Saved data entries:
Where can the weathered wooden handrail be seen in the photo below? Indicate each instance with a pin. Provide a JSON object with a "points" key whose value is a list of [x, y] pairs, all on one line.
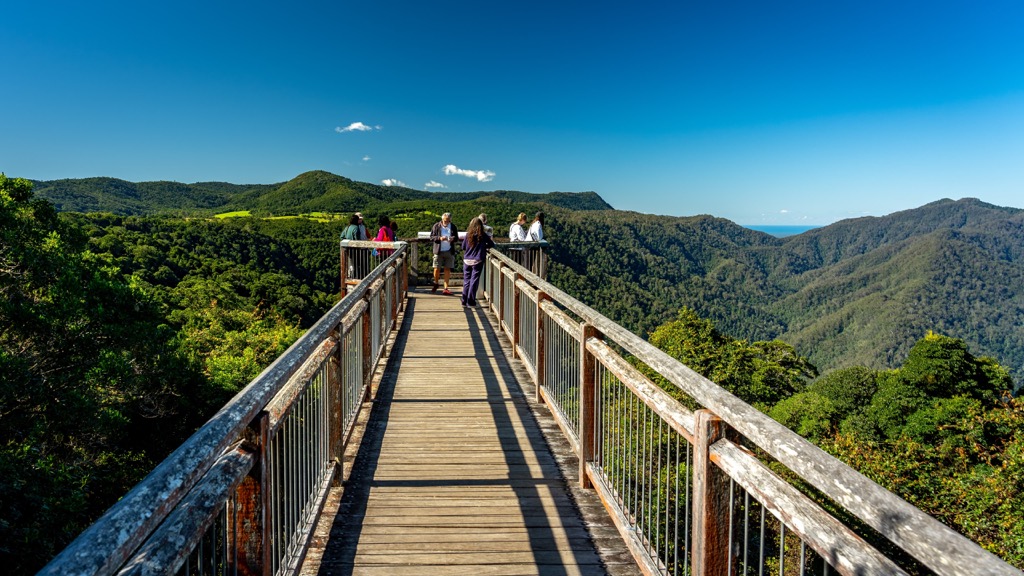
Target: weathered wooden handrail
{"points": [[241, 447], [531, 255], [513, 290]]}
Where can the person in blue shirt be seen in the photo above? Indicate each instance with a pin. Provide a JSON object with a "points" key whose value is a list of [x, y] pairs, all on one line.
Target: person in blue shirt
{"points": [[474, 248], [444, 236]]}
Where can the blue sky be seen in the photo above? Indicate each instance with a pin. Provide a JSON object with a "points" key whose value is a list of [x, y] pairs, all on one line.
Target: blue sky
{"points": [[764, 113]]}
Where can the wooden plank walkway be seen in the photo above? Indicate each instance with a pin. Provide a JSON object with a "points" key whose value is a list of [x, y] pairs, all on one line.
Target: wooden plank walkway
{"points": [[454, 474]]}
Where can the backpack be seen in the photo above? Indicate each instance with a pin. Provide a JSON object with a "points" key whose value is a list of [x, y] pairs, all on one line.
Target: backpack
{"points": [[351, 233]]}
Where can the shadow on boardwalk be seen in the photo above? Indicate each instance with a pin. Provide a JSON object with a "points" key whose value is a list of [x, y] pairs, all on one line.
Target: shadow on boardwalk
{"points": [[454, 475]]}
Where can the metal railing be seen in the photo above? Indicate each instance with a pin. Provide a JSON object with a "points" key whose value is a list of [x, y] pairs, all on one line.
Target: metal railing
{"points": [[690, 491], [243, 494], [531, 255]]}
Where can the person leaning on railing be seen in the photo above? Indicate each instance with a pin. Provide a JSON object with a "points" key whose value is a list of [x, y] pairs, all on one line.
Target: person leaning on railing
{"points": [[384, 234], [444, 236], [474, 247], [517, 232]]}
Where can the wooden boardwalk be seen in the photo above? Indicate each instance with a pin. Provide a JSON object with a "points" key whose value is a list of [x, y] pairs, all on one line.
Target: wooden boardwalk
{"points": [[455, 474]]}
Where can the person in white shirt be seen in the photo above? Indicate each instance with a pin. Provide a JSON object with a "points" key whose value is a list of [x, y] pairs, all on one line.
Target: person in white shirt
{"points": [[444, 236], [517, 232], [536, 233]]}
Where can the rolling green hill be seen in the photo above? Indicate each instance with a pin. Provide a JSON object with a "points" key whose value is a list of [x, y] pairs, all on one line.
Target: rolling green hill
{"points": [[309, 192], [857, 292]]}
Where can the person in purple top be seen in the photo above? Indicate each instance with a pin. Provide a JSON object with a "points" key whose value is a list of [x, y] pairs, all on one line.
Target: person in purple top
{"points": [[474, 246]]}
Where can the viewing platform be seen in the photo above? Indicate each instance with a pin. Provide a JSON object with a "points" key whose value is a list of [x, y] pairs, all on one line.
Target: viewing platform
{"points": [[403, 434], [455, 472]]}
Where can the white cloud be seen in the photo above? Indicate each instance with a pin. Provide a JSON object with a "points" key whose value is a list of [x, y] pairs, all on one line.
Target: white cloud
{"points": [[480, 175], [356, 127]]}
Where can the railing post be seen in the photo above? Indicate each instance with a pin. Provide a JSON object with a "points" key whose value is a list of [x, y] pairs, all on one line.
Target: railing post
{"points": [[403, 280], [501, 298], [542, 265], [368, 354], [344, 269], [395, 286], [336, 377], [515, 315], [711, 499], [541, 297], [588, 396], [249, 527]]}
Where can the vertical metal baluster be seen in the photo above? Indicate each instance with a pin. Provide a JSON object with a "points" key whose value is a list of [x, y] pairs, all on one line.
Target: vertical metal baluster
{"points": [[667, 497], [732, 516], [648, 439], [761, 567], [803, 557], [781, 548], [688, 520], [747, 531], [675, 503]]}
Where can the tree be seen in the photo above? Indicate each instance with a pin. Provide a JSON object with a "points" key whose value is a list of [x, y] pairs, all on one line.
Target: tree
{"points": [[761, 373]]}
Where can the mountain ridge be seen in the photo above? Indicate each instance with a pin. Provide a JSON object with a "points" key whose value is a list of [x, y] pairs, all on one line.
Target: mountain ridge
{"points": [[859, 291]]}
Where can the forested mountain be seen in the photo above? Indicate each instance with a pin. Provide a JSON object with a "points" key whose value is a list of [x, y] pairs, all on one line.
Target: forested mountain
{"points": [[121, 197], [310, 192], [856, 293], [96, 307]]}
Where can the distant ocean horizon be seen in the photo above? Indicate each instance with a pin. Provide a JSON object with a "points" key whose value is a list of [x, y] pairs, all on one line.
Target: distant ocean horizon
{"points": [[780, 231]]}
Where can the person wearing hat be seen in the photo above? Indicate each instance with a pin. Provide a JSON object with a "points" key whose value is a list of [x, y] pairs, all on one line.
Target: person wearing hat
{"points": [[363, 227], [444, 236]]}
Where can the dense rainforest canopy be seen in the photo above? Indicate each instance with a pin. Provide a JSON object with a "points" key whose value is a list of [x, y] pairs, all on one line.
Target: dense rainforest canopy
{"points": [[120, 333]]}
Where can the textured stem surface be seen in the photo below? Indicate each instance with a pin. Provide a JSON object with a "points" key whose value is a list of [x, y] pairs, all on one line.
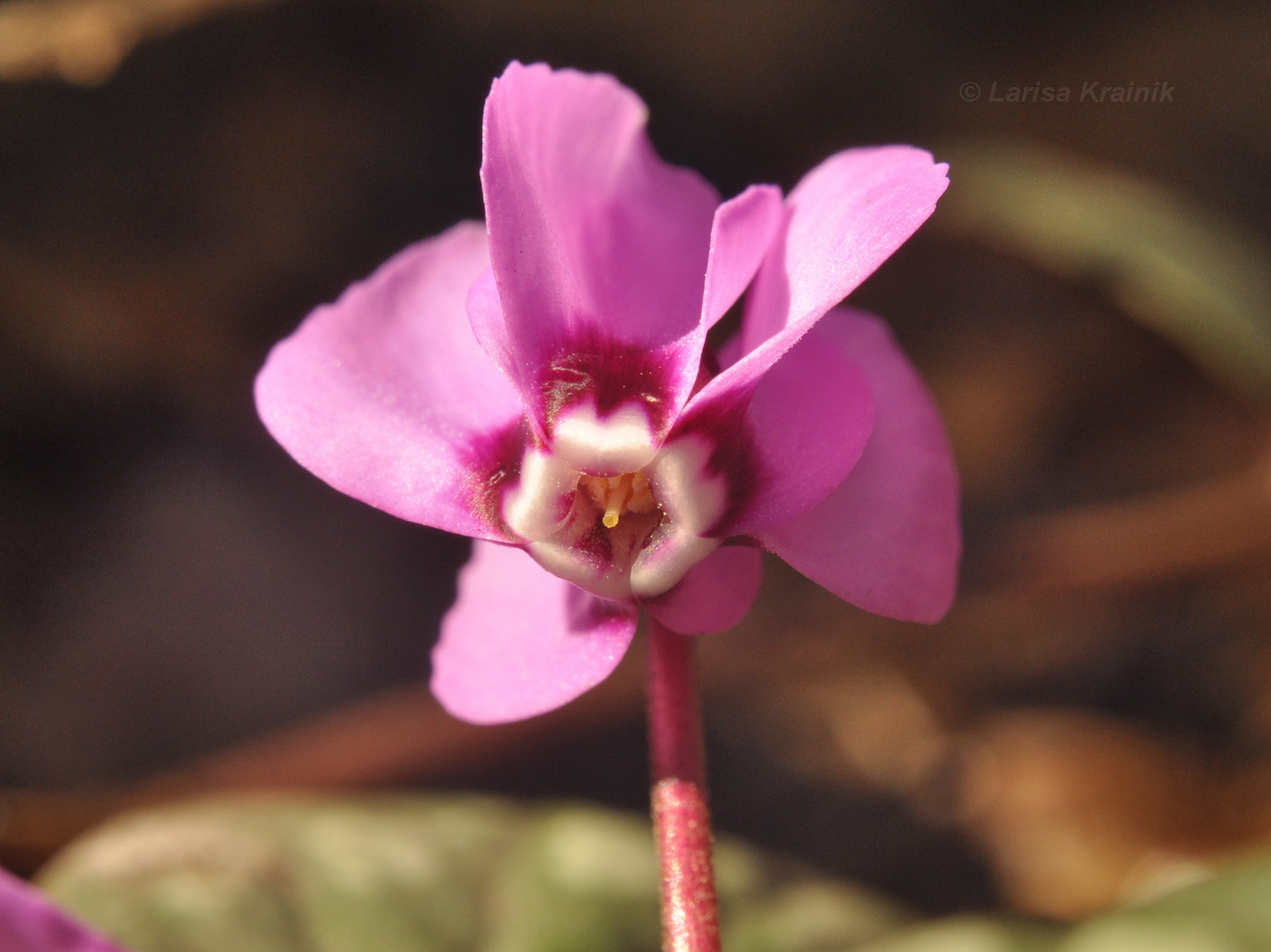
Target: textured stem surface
{"points": [[682, 820]]}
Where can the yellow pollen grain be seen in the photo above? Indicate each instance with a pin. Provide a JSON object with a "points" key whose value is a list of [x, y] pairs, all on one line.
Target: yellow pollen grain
{"points": [[616, 501]]}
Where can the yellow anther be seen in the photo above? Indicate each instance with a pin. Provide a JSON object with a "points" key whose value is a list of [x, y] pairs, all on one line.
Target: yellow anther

What you have to do: Restate word for word the lines above that start at the line containing "Where can the person wearing" and run to the end of the listing; exclude the pictures.

Answer to the exercise:
Where can the person wearing hat be seen in the photo above? Indicate each instance with a pin. Provide a JSON object with a "points" key whose value is a list of [x, y] pairs, all on one line.
Target: person wearing hat
{"points": [[363, 227], [444, 236]]}
Where can the dense rainforest canopy be seen in the photo above? Indicate each instance with a pin. Provide a JSON object with a "points" key whose value is a list of [x, y] pairs, all on one line.
Target: dense rainforest canopy
{"points": [[120, 333]]}
Where can the textured stem surface be seen in the photo below? Indicate each instance with a pin. Provide a JSON object with a "points" key whose value is a list of [x, y] pairs, all on one line.
Target: textured stem surface
{"points": [[682, 820]]}
Where can the yellow pollen grain be seen in the photo above? Indicate each instance with a pin. Provide a JSON object with a "points" key whose value is a list of [x, y] pairs, all on one line.
Target: yellow pollen grain
{"points": [[616, 501]]}
Where can the yellow anther be seen in the photo above? Indicate each instance with a pin. Provide a JSON object with a "points" key whose value is a list of [x, y] pairs, all on one line.
Target: yellow anther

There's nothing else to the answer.